Read the data below line by line and copy each one with "uniform" in it.

=== Records for this task ===

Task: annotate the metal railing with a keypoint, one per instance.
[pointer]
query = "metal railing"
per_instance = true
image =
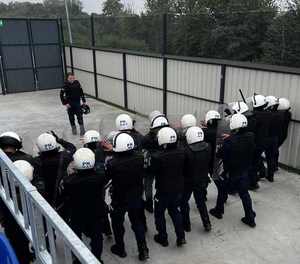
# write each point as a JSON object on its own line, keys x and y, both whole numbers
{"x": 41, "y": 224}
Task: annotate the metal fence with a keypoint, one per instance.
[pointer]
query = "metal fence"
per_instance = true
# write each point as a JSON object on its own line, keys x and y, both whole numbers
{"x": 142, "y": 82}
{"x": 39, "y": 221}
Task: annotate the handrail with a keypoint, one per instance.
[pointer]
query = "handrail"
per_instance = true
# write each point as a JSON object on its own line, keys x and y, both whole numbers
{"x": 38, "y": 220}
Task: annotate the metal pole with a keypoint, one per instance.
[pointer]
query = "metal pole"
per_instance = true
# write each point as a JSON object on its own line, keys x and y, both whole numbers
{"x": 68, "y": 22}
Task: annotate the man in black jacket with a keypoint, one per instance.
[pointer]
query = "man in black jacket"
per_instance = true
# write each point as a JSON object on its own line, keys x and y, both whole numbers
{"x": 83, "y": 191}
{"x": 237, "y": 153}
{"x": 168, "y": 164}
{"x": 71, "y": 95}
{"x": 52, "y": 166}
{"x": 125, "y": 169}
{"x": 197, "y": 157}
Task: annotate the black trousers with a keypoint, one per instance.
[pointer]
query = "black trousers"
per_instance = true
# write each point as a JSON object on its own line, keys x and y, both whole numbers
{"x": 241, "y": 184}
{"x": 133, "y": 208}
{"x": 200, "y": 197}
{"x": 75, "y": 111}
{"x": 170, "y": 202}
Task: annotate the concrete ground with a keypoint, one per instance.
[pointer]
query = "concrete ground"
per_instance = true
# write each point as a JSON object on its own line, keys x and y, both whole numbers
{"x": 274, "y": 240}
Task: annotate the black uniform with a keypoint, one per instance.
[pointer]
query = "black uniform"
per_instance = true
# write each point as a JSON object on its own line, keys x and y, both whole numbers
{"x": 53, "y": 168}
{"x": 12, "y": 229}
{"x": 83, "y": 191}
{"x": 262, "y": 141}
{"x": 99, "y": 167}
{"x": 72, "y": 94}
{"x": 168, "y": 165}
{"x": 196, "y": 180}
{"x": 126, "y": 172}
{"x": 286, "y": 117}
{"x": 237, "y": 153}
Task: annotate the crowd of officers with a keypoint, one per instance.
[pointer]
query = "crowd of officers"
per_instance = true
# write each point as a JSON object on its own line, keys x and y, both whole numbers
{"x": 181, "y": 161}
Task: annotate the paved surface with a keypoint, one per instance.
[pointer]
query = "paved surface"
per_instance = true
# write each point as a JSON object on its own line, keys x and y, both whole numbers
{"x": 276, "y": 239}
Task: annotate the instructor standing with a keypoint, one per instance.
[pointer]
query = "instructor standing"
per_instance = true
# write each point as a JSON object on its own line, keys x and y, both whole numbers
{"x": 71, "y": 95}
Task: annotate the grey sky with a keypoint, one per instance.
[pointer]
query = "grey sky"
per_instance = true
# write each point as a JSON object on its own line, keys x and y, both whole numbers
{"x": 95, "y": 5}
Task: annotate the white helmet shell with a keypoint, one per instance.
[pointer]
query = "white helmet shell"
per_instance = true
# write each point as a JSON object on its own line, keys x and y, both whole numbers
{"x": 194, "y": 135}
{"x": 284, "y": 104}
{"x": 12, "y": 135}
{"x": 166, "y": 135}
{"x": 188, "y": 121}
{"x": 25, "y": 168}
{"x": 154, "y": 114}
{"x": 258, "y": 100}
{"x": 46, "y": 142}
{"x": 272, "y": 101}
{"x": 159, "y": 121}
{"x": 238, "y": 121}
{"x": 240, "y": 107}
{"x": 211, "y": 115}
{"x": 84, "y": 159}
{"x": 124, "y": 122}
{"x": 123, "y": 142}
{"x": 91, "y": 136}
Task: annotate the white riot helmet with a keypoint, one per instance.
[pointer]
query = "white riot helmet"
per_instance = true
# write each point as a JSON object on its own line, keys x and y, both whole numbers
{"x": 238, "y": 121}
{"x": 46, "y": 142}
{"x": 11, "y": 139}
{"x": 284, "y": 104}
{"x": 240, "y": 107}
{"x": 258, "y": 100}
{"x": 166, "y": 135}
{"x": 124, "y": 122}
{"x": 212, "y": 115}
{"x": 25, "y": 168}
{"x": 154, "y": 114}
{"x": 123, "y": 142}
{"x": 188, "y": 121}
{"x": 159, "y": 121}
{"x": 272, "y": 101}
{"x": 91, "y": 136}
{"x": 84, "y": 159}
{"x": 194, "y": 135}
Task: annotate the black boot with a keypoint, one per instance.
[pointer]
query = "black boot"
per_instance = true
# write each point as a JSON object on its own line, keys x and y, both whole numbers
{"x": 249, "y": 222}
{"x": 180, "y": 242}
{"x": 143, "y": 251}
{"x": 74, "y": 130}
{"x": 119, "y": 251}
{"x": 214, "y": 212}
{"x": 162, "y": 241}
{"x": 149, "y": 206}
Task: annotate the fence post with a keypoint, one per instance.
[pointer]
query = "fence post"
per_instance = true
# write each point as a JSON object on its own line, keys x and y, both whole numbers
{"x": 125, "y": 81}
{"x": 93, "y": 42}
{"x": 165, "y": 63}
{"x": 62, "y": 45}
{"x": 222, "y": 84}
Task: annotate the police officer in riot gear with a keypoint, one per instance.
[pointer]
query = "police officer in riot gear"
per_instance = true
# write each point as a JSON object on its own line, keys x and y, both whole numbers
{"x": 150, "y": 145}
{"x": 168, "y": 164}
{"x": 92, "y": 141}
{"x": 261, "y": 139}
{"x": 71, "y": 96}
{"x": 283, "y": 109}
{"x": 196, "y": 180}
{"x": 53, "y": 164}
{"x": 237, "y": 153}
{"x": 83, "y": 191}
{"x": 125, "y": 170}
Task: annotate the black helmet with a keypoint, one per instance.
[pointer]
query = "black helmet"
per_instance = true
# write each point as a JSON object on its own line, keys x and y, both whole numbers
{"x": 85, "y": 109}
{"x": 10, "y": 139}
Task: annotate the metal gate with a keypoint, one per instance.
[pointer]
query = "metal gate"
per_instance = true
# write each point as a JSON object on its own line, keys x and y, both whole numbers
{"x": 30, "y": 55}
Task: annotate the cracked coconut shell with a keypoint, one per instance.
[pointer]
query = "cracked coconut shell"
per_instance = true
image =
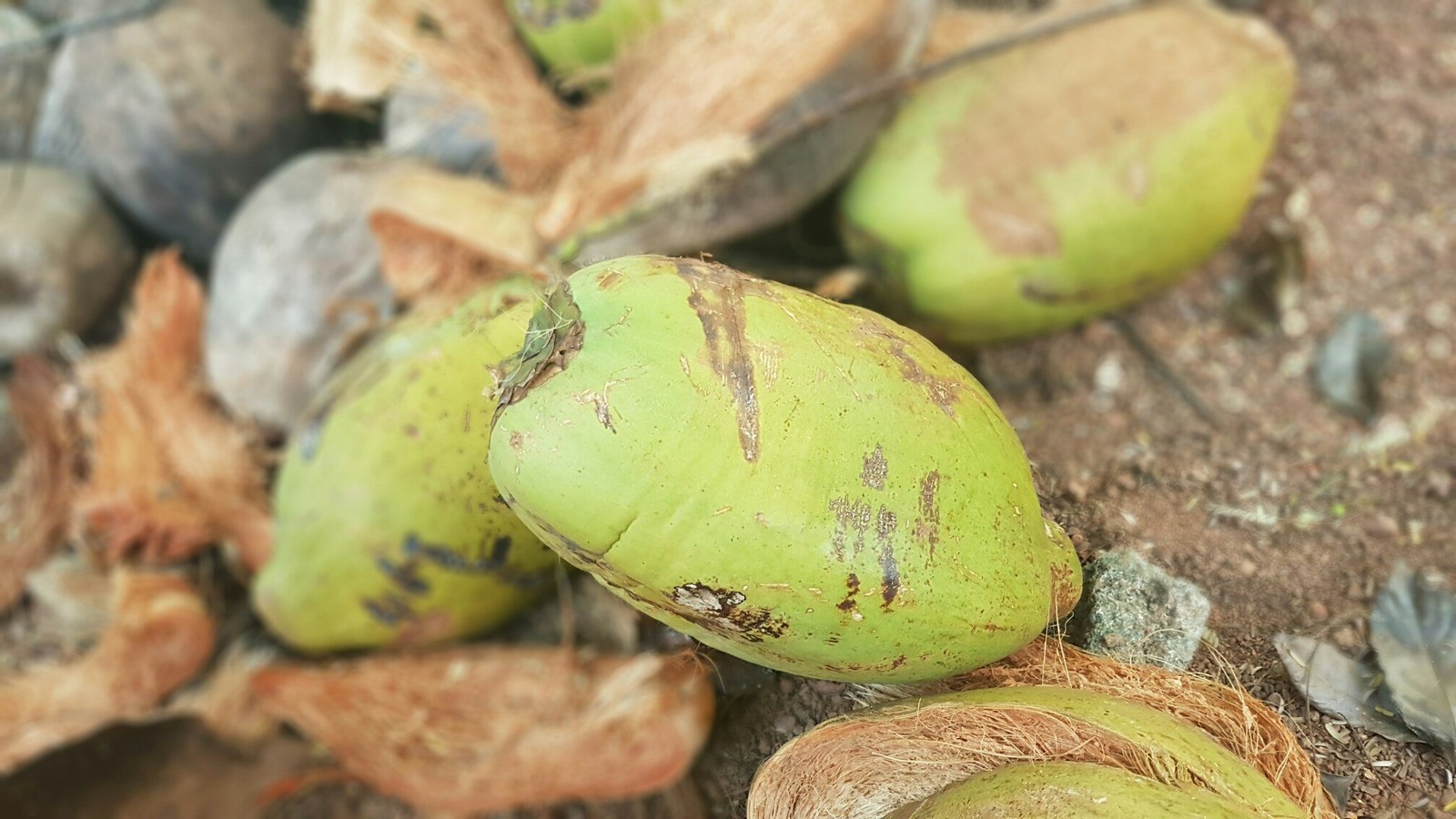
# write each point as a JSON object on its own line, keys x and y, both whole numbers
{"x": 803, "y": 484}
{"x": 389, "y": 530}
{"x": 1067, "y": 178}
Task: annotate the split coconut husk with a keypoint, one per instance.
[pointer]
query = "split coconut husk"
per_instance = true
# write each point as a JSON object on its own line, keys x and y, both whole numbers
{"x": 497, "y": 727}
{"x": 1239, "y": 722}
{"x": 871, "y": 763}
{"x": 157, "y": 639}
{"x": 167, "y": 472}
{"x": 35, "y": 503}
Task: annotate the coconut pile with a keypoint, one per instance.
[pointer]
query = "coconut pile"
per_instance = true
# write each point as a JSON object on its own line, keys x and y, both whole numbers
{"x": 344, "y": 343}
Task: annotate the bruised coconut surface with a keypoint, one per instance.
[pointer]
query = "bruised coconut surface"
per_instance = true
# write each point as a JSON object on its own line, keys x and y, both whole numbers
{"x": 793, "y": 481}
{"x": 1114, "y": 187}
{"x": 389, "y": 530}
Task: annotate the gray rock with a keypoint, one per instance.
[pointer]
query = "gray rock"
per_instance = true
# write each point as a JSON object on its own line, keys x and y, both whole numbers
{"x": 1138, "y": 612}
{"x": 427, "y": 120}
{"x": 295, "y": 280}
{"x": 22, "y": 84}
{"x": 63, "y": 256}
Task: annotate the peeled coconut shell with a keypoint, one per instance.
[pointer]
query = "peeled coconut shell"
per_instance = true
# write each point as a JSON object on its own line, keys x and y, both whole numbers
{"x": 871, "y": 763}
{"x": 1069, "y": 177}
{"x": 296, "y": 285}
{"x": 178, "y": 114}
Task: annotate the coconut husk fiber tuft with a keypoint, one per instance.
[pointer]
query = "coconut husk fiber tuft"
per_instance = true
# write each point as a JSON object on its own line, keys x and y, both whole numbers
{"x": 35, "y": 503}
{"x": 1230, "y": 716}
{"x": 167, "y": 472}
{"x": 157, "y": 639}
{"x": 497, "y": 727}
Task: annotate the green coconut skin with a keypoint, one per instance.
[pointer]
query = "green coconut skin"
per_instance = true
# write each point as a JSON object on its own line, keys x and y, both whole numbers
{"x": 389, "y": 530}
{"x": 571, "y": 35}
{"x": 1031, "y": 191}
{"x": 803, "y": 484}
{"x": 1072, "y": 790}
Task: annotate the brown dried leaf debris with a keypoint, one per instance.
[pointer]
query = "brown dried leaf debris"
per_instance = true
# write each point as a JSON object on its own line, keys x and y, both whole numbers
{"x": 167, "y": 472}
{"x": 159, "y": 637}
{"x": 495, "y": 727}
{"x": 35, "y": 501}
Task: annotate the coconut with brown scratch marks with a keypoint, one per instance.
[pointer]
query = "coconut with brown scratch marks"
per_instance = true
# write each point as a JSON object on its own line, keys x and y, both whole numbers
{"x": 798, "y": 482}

===
=== Records for this task ===

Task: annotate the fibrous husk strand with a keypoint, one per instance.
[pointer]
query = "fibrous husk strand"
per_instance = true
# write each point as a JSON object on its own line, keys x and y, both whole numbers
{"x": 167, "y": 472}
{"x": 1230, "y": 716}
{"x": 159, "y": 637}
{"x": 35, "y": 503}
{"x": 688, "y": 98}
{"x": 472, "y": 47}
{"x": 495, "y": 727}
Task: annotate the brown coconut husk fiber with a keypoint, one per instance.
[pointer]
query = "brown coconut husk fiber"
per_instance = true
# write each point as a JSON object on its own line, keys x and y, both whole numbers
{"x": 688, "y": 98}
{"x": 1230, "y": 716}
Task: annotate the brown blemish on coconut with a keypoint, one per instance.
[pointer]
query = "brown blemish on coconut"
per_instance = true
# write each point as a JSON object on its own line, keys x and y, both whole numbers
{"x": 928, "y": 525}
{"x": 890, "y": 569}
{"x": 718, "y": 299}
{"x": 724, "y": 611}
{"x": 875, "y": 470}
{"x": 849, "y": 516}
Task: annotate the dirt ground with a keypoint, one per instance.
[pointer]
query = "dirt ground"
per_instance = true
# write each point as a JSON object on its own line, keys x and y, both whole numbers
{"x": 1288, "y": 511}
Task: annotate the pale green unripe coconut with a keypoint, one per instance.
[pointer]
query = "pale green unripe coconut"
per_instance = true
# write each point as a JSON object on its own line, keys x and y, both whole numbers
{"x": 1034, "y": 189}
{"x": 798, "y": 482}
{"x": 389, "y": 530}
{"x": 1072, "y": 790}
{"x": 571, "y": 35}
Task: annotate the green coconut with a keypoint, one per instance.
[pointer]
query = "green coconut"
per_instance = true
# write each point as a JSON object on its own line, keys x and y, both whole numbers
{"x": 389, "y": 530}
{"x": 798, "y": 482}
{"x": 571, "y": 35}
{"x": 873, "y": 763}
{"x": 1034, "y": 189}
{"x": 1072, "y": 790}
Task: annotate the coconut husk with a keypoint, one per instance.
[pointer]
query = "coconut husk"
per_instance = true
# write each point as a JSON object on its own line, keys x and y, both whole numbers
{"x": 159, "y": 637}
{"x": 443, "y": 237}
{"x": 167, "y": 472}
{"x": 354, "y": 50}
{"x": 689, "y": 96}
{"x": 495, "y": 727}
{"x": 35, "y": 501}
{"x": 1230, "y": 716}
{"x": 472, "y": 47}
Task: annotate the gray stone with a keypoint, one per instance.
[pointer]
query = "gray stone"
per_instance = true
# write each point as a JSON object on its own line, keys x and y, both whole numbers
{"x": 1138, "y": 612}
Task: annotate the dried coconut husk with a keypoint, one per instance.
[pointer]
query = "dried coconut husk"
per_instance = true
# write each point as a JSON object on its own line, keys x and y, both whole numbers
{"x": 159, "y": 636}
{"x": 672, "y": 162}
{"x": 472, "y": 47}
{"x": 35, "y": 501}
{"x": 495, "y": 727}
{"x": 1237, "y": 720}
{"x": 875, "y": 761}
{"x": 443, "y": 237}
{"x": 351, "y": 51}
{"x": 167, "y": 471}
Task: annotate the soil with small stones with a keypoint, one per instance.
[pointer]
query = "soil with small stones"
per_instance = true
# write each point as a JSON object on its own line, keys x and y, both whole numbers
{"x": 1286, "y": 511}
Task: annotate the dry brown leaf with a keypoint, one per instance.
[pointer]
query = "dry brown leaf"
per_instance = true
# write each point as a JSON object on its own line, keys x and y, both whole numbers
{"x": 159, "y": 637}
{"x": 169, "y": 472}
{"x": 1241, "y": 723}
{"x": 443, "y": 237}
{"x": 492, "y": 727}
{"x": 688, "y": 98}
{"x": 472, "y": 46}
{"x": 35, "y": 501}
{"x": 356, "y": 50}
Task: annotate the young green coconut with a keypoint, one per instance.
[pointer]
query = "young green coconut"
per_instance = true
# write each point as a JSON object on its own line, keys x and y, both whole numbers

===

Exercise result –
Task: annotate the black uniform with a keypoint, one per instance.
query = "black uniform"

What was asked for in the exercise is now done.